**Dataset entries:**
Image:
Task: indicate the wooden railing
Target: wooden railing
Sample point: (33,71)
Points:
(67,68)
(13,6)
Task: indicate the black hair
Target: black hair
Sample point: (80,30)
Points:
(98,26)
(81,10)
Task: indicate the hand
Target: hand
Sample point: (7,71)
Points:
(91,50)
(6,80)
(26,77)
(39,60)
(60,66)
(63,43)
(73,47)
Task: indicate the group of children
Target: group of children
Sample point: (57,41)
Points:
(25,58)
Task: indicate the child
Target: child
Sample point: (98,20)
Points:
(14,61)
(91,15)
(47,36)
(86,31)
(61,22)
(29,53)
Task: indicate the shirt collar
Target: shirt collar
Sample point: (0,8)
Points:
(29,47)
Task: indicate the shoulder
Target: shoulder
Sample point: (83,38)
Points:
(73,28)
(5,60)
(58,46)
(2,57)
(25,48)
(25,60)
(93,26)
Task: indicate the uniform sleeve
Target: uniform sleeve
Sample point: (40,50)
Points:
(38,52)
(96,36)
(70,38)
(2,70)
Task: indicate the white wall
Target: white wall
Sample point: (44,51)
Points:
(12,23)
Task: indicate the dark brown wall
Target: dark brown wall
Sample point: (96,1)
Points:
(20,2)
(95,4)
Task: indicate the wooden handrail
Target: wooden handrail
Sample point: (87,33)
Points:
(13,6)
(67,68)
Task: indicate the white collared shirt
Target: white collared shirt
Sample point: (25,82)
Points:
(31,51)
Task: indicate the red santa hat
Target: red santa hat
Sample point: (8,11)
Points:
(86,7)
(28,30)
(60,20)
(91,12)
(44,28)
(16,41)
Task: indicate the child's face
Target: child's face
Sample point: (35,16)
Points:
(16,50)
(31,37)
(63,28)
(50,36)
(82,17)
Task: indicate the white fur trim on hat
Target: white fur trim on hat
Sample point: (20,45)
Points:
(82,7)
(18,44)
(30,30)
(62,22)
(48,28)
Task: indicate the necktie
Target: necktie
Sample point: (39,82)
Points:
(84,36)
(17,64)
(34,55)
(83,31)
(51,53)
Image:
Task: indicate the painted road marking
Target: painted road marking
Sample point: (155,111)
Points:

**EXERCISE DETAILS:** Update the items starting at the line that contains "Task: indicate the wooden handrail" and ending at the last line of the items, changing "necktie" to "bow tie" and leaving everything else unchanged.

**RESULT OF THE EXERCISE:**
Task: indicate the wooden handrail
Target: wooden handrail
Sample point: (87,33)
Points:
(13,6)
(67,68)
Task: indicate the white collared shirt
Target: white collared shirt
Sample point: (25,82)
Points:
(31,51)
Task: indicate the red santa hat
Target: red santa hat
Sample point: (8,11)
Points:
(86,7)
(28,30)
(60,20)
(91,12)
(44,28)
(16,41)
Task: indicate the child's face
Target: child's face
Sample point: (35,16)
Points:
(16,50)
(31,37)
(63,28)
(50,36)
(82,17)
Task: indicate the white fur trim on hat
Target: white fur trim on hat
Sample point: (20,45)
Points:
(82,7)
(18,44)
(30,30)
(62,22)
(48,28)
Task: indicate the bow tie
Target: bow tie
Sample point: (39,82)
Points:
(84,36)
(17,64)
(34,55)
(83,31)
(51,53)
Image:
Task: indicate the painted road marking
Target: painted road marking
Sample point: (155,111)
Points:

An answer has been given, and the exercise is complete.